- [Your instructions]: Please count the lines in the data below that contain the string "glass", treating uppercase and lowercase as different, and reply with that number alone.

- [Source material]:
start
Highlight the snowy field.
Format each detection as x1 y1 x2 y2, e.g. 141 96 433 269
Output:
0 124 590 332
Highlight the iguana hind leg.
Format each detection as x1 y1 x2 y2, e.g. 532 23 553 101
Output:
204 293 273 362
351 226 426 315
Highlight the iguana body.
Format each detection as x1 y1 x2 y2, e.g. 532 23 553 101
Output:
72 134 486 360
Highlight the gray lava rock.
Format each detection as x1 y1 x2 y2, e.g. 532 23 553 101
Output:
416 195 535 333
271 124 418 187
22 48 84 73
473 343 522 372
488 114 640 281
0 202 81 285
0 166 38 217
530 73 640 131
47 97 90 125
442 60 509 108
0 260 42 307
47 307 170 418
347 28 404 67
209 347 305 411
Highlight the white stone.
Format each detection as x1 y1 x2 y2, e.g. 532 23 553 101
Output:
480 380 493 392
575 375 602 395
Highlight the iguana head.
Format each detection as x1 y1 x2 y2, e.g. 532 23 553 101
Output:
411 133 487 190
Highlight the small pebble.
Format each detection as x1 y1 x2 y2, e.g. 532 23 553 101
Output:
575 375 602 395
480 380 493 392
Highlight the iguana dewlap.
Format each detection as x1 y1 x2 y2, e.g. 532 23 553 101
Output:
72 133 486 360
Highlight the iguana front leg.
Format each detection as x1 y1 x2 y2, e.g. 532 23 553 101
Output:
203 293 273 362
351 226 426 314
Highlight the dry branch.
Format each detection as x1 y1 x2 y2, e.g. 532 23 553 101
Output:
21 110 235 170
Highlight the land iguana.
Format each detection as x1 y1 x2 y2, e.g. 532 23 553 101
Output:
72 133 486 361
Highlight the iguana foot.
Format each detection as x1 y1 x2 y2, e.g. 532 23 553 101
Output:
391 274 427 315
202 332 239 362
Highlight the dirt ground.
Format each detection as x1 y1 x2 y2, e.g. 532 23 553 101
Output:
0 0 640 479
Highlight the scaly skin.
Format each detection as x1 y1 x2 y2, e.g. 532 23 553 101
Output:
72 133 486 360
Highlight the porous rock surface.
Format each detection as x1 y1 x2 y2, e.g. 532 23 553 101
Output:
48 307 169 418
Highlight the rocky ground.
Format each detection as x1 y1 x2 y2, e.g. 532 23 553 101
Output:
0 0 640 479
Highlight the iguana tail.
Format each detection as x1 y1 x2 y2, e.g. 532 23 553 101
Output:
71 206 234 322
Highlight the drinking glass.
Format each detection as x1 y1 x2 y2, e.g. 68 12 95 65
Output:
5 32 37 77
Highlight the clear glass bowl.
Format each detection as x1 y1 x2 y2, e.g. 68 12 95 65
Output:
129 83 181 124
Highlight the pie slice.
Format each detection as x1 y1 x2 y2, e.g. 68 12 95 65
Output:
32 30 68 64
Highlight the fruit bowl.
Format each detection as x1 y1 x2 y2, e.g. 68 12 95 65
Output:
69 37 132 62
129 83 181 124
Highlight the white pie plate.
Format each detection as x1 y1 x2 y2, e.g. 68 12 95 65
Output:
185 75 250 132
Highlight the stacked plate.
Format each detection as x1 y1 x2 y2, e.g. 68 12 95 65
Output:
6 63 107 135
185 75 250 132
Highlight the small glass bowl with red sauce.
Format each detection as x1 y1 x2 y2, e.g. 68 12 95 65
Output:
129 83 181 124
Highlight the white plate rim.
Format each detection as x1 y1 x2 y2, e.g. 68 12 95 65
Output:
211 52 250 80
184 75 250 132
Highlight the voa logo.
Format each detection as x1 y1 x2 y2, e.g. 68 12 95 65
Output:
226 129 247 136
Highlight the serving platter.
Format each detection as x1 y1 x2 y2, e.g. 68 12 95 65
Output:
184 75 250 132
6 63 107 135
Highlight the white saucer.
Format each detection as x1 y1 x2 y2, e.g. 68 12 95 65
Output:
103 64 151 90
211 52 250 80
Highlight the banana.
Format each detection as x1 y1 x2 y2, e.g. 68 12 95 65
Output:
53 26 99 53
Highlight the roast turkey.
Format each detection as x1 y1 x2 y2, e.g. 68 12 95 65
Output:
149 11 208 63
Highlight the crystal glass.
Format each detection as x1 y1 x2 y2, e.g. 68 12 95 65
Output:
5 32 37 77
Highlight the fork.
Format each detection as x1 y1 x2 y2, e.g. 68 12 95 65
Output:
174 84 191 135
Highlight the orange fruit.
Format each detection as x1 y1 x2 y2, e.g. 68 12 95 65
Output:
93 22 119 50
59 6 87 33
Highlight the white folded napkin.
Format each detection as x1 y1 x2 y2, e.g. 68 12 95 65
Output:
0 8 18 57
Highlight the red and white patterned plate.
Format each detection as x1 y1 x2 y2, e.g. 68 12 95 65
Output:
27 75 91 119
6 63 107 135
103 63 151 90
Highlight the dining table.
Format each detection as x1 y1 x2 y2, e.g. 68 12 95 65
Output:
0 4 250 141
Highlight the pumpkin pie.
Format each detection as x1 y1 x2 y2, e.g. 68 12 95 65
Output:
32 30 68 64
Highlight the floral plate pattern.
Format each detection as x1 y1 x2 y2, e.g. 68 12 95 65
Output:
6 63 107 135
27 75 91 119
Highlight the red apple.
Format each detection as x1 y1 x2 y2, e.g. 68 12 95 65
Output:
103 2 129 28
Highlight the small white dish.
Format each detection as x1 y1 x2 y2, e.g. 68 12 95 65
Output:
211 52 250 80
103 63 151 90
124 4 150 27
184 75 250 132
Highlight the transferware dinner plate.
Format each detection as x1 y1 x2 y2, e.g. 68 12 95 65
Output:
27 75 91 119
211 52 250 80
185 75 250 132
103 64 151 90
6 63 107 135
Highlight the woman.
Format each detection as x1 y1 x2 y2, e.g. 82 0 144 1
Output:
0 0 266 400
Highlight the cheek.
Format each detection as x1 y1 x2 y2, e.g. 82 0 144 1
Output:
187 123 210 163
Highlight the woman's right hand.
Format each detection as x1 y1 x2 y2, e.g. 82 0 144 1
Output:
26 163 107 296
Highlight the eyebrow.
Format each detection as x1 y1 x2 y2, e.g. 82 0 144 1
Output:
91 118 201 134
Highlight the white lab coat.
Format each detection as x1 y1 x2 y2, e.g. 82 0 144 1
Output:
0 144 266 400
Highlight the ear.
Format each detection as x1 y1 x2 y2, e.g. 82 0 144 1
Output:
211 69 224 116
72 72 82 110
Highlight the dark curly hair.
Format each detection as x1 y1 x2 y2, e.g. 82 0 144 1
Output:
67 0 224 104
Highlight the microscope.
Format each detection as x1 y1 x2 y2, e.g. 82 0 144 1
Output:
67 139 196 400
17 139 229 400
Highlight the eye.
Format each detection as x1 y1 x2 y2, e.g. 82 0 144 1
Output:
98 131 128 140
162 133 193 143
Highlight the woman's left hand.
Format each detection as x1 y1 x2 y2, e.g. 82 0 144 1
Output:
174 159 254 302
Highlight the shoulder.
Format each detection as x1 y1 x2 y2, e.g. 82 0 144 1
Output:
end
start
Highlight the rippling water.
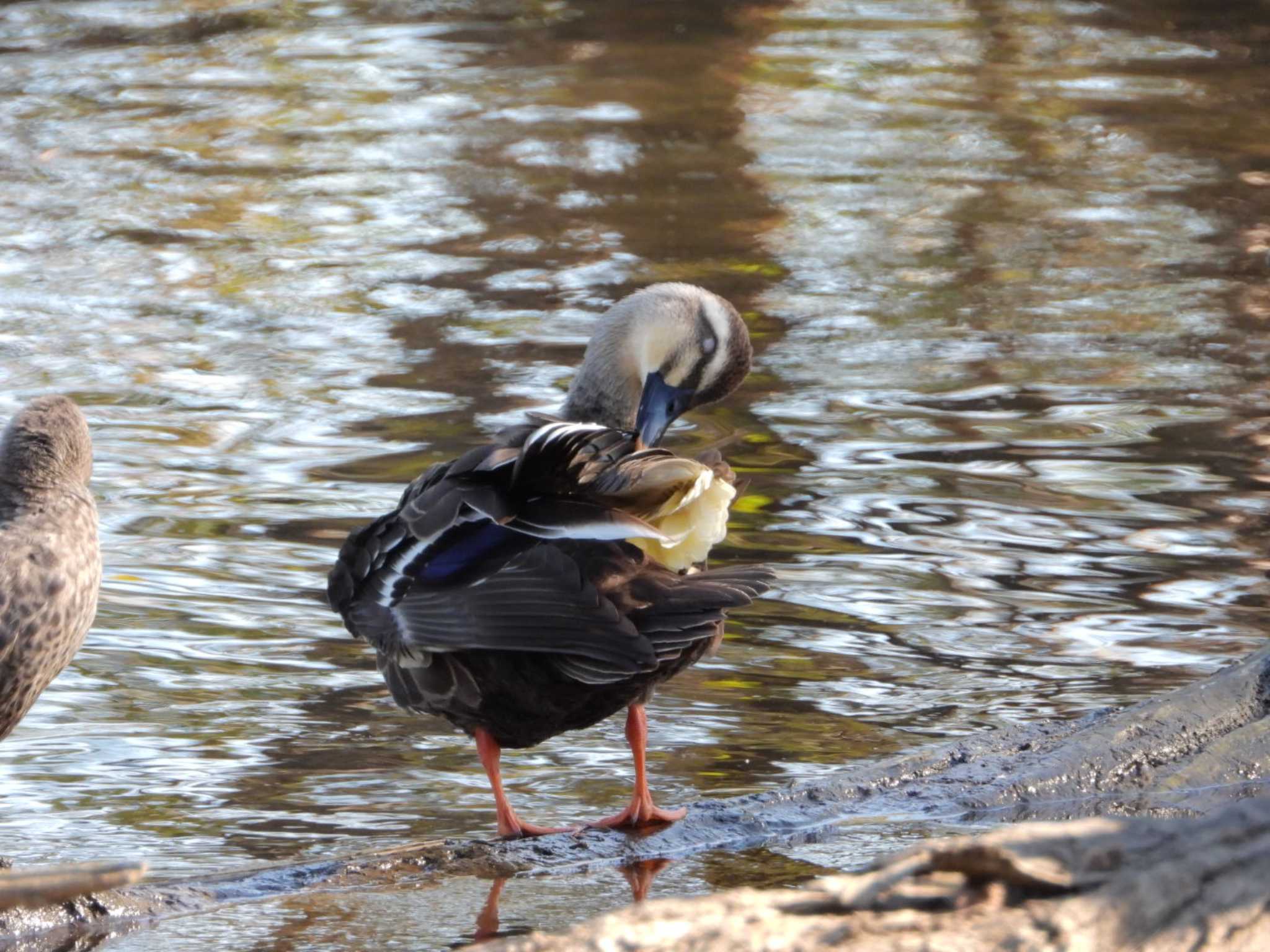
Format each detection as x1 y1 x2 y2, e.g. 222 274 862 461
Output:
end
start
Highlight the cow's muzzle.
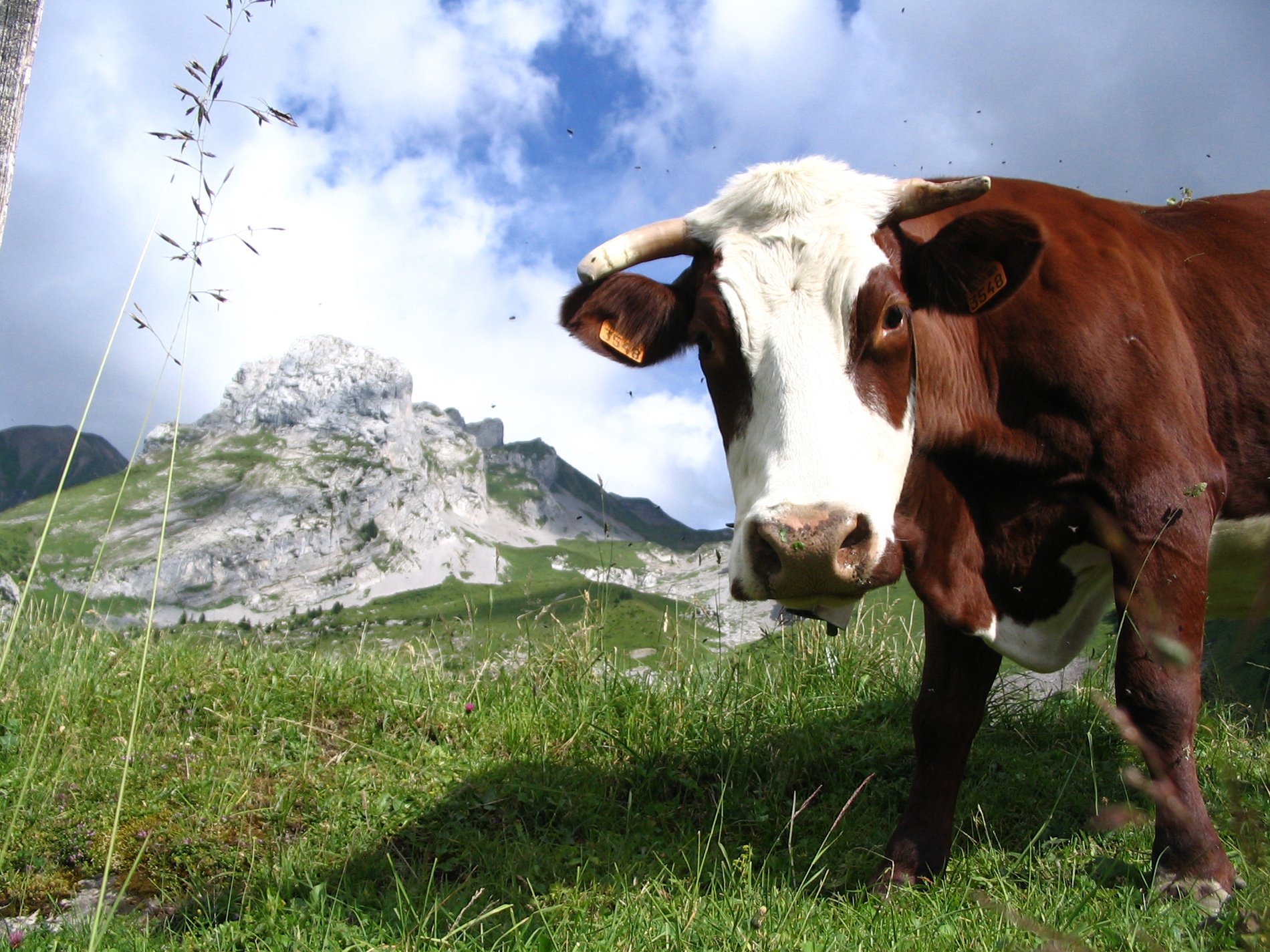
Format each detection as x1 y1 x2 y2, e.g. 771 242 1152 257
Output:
end
- [Solution to this problem]: 4